◆ Records supplied:
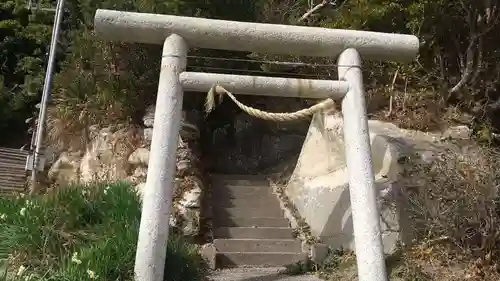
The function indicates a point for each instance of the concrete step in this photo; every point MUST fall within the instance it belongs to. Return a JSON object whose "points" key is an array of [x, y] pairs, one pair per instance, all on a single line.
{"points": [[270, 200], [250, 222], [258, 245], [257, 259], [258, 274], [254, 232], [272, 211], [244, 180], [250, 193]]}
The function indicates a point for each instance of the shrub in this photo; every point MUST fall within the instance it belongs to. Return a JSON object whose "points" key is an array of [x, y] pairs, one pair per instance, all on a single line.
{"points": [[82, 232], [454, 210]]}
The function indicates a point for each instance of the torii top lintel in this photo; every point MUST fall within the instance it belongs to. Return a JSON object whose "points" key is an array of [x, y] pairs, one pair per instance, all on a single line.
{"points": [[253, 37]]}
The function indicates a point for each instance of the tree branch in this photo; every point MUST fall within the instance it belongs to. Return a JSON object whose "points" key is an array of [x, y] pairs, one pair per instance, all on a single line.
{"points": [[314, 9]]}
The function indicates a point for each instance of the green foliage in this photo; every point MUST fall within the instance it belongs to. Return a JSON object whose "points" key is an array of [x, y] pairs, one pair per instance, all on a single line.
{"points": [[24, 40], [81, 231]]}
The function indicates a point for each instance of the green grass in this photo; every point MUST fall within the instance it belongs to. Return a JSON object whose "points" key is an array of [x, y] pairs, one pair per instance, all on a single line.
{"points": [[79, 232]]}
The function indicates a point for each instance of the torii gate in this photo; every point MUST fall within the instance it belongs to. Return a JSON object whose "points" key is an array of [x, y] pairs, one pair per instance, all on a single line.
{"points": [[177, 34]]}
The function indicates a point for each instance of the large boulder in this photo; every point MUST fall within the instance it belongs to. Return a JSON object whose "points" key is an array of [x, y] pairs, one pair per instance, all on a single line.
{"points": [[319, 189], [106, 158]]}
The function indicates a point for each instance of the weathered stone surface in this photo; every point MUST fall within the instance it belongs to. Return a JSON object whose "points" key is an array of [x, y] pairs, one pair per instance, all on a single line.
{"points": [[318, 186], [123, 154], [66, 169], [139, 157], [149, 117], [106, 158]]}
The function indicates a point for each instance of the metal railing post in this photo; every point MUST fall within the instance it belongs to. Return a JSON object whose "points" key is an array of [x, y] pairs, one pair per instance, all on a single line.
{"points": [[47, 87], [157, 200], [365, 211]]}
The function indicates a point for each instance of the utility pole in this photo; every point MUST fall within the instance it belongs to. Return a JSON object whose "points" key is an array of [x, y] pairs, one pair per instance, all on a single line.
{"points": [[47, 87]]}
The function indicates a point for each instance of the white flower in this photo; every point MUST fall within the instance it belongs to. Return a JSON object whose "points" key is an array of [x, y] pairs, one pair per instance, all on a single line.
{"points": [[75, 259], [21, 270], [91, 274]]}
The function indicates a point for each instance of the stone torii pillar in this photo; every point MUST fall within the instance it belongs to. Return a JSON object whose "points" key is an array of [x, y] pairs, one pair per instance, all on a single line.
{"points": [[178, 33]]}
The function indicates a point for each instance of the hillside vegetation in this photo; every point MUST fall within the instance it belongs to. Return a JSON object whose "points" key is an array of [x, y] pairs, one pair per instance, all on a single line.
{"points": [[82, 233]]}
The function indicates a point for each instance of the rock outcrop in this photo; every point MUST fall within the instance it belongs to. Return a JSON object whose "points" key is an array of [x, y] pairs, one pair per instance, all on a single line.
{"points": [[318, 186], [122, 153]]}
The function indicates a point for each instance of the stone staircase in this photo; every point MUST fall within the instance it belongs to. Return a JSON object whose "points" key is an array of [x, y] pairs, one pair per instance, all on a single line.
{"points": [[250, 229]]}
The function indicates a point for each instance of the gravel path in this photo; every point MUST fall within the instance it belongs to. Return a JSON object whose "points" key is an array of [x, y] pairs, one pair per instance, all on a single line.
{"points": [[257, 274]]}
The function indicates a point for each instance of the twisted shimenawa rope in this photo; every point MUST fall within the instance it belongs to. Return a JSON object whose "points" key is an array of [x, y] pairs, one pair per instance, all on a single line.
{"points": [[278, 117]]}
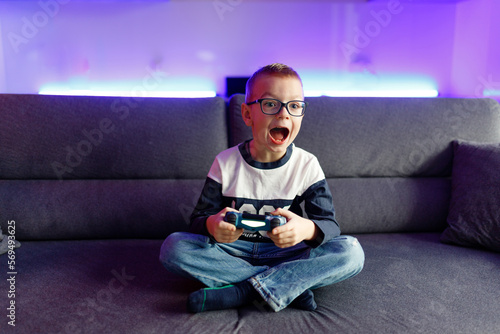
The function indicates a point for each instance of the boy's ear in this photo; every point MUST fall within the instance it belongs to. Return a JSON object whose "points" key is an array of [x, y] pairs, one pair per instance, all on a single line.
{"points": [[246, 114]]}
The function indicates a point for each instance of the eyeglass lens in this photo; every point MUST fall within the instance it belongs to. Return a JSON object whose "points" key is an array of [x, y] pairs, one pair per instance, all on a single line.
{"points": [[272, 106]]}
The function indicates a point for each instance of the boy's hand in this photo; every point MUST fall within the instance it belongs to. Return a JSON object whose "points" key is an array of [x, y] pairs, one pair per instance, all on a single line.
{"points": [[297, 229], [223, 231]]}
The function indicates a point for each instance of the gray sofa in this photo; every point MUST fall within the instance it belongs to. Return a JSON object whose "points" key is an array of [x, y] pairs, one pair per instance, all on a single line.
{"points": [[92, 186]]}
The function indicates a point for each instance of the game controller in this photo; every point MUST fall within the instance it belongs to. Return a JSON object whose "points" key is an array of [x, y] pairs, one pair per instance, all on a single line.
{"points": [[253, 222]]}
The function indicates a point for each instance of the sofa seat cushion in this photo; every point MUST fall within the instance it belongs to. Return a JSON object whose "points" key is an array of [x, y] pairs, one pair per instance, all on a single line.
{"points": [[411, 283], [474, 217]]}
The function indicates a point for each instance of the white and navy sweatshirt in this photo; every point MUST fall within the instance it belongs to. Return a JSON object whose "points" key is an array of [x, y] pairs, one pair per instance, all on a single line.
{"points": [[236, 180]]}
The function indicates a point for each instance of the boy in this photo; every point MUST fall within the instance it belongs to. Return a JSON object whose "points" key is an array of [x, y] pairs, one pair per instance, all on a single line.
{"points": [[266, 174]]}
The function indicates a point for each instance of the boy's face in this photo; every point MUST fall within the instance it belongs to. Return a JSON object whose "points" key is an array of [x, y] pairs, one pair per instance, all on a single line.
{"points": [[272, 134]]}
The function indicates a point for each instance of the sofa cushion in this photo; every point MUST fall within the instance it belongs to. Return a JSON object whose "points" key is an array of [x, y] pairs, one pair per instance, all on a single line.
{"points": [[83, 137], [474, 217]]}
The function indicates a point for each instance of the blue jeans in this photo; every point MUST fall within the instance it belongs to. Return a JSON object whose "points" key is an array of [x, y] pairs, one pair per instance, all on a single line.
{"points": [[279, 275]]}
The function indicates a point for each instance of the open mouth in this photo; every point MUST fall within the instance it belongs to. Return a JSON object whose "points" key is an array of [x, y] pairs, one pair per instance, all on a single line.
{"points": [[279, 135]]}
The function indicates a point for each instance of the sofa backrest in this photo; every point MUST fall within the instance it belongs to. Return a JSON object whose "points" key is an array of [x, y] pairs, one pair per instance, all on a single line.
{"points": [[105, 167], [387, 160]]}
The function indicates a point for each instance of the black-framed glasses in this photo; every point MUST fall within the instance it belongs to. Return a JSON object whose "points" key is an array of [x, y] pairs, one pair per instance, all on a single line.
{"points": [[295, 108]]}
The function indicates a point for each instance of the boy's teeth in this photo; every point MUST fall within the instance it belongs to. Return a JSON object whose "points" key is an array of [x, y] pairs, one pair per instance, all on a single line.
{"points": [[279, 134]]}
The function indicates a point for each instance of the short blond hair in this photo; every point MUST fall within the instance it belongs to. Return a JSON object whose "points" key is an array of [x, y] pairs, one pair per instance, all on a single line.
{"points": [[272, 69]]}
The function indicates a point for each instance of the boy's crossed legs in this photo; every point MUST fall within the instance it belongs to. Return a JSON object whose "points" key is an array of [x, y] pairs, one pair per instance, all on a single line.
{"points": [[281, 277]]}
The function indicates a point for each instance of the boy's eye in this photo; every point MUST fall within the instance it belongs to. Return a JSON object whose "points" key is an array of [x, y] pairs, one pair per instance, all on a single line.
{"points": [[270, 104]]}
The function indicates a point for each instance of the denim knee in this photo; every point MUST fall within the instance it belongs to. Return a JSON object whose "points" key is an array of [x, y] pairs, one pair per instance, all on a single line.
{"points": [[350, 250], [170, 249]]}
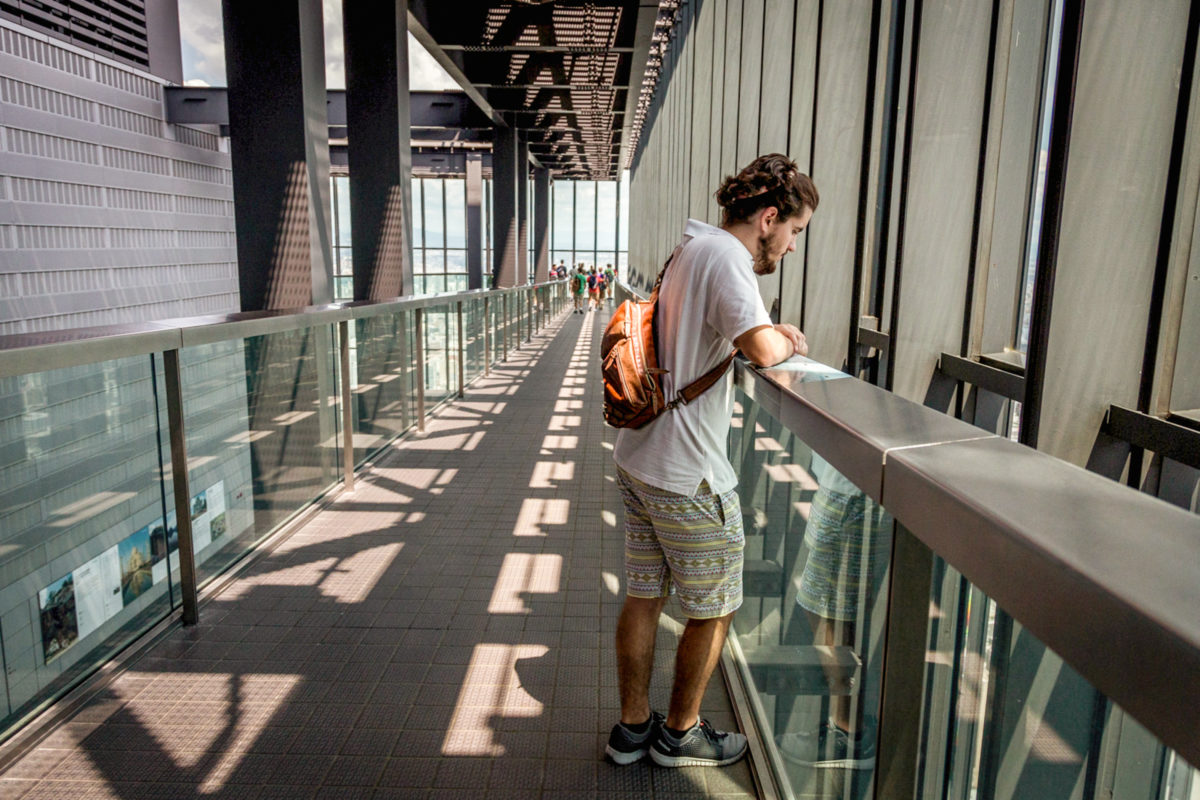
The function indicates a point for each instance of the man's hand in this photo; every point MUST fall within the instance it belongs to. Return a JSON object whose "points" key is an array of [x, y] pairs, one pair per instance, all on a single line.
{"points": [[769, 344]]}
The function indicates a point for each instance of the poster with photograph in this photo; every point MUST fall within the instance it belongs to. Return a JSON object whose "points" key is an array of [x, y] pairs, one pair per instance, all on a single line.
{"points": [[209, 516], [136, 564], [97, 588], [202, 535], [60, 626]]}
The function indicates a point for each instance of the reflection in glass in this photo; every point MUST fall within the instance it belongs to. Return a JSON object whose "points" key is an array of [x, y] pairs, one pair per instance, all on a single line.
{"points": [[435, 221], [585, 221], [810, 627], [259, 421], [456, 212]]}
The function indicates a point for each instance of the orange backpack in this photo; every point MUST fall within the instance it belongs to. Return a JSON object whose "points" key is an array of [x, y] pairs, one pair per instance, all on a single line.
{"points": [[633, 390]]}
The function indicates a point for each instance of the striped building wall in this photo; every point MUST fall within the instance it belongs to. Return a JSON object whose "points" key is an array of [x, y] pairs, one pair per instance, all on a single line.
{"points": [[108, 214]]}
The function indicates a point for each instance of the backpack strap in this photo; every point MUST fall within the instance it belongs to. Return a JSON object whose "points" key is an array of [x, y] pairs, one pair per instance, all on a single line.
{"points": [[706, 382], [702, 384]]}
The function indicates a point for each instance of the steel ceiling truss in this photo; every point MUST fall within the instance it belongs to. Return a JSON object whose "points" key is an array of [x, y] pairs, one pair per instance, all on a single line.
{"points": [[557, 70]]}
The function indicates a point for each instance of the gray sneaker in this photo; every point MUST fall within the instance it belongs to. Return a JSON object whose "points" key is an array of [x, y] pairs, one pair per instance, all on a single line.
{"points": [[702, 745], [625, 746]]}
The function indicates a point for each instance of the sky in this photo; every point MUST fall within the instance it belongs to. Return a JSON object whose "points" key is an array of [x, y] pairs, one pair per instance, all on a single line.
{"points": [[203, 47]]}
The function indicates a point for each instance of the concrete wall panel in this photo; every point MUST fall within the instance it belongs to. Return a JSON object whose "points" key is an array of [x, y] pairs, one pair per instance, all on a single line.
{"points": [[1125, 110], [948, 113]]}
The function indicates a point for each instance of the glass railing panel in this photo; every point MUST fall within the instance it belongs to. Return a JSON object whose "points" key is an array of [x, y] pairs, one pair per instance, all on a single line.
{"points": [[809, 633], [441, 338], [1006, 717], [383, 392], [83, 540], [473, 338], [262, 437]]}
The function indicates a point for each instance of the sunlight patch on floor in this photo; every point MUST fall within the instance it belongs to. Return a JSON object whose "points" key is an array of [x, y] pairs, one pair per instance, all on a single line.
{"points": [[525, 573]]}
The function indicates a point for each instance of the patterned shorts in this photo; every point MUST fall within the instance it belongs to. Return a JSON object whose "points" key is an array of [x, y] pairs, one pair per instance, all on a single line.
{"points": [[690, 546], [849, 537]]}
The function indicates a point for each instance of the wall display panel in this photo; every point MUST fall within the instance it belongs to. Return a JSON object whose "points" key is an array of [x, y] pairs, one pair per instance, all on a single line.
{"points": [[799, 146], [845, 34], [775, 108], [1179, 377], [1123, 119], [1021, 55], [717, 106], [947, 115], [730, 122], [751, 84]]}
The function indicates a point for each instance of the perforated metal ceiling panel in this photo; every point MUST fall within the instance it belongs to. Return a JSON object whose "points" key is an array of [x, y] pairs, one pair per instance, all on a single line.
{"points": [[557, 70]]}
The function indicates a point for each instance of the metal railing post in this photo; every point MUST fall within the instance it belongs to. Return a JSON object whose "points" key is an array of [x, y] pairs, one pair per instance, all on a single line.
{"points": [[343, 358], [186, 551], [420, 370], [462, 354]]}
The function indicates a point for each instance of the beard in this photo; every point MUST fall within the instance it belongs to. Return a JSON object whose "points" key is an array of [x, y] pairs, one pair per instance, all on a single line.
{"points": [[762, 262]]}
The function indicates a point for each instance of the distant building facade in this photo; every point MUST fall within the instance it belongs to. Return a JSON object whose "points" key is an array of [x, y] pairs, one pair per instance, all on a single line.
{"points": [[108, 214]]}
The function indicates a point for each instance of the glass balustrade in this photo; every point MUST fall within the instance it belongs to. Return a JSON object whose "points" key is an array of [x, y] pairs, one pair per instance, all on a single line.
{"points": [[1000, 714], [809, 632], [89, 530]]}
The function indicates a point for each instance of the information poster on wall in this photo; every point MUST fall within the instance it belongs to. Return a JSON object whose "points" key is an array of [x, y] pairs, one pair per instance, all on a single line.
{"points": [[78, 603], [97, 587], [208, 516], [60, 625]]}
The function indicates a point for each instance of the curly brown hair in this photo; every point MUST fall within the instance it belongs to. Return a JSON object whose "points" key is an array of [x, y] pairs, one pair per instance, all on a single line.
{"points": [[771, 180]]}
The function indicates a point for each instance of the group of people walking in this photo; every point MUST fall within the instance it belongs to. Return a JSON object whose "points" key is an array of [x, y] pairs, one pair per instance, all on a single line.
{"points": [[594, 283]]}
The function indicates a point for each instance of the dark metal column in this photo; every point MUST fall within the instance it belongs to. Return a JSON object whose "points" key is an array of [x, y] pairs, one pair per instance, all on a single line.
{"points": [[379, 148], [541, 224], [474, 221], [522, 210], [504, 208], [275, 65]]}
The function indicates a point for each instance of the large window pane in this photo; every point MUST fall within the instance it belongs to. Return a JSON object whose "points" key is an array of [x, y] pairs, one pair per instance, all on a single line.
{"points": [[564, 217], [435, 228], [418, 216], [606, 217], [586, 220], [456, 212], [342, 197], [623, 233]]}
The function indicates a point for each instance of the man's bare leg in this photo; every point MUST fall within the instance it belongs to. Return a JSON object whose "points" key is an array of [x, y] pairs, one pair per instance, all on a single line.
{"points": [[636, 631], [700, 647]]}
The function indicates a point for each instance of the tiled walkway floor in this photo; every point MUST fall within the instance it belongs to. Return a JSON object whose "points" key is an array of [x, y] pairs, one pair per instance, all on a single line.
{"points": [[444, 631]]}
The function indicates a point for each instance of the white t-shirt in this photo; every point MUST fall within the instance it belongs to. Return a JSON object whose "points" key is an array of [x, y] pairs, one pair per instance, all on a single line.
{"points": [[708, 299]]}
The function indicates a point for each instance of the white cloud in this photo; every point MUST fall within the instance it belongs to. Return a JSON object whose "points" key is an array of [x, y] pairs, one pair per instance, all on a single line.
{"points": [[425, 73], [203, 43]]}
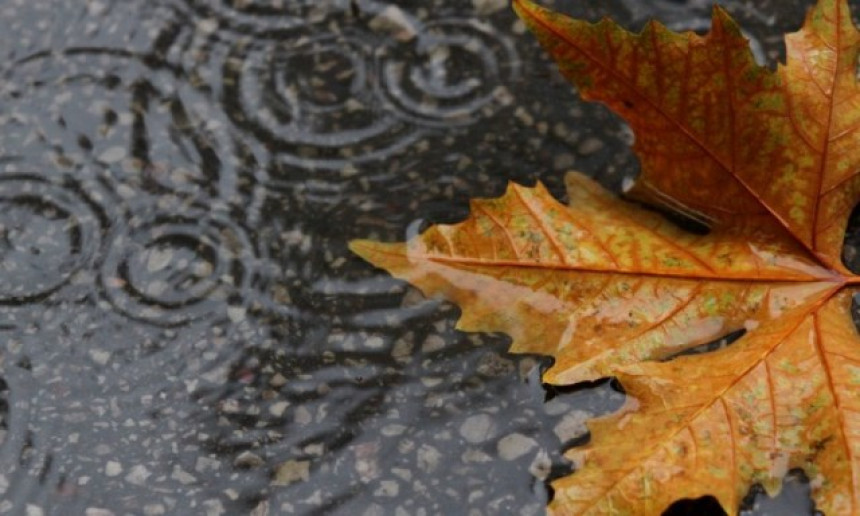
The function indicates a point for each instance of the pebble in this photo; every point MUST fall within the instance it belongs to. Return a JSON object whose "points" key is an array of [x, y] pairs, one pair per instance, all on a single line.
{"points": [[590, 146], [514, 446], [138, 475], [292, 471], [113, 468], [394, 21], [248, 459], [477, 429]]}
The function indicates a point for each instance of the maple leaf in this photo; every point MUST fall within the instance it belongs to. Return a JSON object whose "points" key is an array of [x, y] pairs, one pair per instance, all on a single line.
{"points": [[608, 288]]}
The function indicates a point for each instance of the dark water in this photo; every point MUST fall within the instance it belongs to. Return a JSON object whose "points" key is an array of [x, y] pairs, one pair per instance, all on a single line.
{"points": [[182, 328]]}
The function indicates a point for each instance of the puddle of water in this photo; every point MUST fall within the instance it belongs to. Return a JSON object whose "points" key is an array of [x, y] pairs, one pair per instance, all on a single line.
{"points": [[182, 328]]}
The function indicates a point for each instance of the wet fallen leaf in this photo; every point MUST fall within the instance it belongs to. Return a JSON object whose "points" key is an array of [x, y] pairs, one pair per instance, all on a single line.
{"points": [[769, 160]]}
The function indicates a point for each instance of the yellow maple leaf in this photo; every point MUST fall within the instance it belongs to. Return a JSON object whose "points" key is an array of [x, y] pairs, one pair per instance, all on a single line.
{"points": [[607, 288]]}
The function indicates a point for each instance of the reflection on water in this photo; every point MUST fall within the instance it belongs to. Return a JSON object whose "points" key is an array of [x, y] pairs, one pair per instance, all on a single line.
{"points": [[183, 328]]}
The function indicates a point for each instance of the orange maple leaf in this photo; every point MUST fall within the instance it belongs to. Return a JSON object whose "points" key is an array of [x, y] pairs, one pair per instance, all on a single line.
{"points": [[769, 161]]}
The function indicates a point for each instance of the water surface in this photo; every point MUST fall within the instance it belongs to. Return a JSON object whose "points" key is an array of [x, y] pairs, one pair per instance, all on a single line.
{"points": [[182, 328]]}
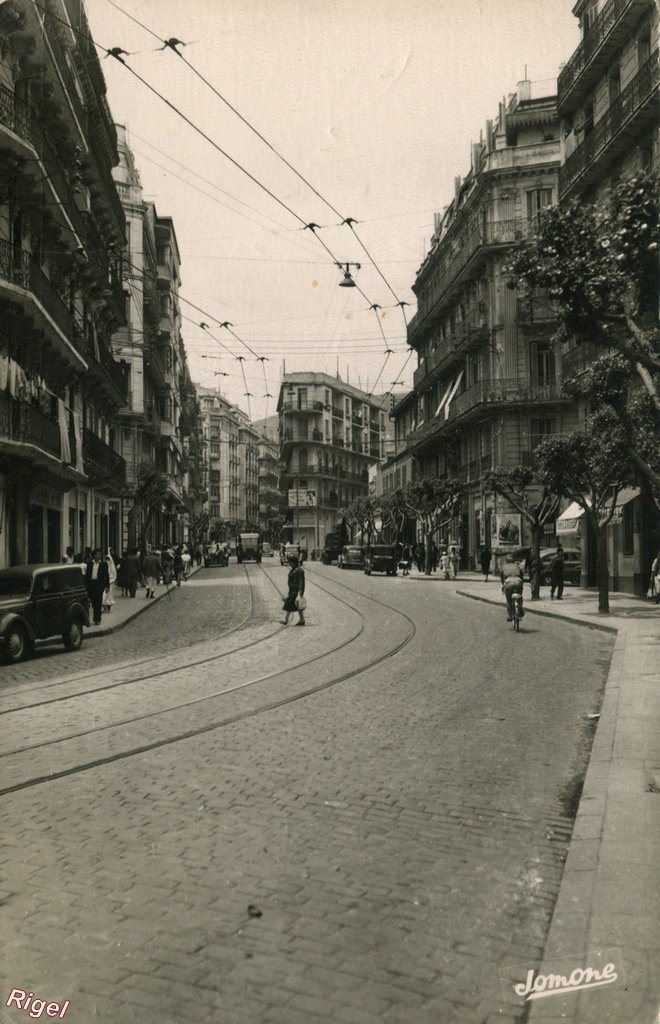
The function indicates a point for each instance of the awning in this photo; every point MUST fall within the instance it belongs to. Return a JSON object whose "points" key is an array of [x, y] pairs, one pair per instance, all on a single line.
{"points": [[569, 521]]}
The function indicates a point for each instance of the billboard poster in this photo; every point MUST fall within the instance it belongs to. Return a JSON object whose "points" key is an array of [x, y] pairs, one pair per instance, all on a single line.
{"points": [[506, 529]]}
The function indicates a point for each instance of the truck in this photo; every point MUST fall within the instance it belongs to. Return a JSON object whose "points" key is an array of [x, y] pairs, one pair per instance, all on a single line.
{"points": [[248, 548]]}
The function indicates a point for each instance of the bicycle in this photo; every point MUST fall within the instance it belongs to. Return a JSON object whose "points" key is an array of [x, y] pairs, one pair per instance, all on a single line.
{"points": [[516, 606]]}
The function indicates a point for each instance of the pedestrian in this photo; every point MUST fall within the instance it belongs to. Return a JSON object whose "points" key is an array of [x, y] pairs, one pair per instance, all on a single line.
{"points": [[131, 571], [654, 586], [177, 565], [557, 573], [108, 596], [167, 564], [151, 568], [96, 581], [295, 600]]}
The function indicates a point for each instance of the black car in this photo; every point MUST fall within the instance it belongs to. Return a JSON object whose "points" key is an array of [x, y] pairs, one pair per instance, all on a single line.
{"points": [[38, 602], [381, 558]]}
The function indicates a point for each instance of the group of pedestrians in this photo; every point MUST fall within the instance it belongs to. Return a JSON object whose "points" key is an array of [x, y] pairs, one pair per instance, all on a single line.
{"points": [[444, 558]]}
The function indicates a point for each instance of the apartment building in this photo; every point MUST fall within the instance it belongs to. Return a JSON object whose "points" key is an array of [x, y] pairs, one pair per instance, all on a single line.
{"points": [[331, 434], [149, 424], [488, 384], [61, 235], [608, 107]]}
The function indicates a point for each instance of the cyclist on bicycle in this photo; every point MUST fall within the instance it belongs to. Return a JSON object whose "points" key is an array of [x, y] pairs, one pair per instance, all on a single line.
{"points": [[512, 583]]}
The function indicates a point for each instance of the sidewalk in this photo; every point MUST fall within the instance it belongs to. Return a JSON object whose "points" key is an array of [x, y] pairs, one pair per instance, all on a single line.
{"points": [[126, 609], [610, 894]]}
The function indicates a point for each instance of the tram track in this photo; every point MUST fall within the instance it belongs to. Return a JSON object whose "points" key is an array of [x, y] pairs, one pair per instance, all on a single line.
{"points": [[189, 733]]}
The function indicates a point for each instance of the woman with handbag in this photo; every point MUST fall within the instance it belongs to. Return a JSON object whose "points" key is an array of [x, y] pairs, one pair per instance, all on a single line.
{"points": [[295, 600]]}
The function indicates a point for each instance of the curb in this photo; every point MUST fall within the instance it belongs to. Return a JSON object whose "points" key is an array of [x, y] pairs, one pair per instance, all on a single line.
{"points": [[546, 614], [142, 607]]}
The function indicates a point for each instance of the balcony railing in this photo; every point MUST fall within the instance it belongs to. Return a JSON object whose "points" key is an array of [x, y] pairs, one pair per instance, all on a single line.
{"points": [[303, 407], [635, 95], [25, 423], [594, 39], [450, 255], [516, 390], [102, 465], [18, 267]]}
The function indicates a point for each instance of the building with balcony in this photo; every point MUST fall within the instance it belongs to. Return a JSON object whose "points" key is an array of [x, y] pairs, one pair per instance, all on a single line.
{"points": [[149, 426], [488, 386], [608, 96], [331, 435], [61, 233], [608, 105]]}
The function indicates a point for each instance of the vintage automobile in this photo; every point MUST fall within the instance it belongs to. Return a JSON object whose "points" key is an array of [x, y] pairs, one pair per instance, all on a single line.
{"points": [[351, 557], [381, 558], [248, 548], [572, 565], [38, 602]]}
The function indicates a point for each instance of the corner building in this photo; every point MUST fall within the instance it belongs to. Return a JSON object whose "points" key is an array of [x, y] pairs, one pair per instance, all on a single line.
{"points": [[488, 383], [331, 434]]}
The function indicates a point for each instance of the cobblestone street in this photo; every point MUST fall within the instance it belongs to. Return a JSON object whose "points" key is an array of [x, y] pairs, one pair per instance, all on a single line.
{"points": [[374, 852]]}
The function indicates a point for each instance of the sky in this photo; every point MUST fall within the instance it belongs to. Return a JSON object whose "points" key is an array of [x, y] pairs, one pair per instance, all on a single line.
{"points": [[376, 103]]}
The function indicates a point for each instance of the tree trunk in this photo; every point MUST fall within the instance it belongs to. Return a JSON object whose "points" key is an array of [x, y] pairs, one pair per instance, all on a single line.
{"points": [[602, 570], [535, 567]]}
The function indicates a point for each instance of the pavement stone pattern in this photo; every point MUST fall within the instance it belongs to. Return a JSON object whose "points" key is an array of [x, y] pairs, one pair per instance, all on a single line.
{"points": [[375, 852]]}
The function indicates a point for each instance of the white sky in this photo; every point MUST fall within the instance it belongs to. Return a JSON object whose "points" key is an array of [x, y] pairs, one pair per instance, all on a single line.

◆ Exercise goal: Quote exactly what appears from the line containing "the tree trunk" through the final line of the listing above, including both of those lines.

◆ The completed task:
The function indicates a point for each instance of the tree trunk in this photo; every point MUST fall within the instance it belongs to. Return a JSON object whose "points" key is an array of [x, y] pairs, one pair per instance, all on a single line.
{"points": [[602, 570], [535, 567]]}
The function indicates a point for each instance of the pavement stone pattern in this photo; every point MUST fall within the instance it belongs to. Return a JSON object whose "points" key is an array of [x, y] pairs, one pair per instance, all on a single line.
{"points": [[375, 852]]}
The function indicates a point for each instance of the white sky in this photo; every point MUST fall within the instance it belongs to. Return a JSON object whose "points" key is an array of [x, y] pairs, one pair per instance, all on a single line.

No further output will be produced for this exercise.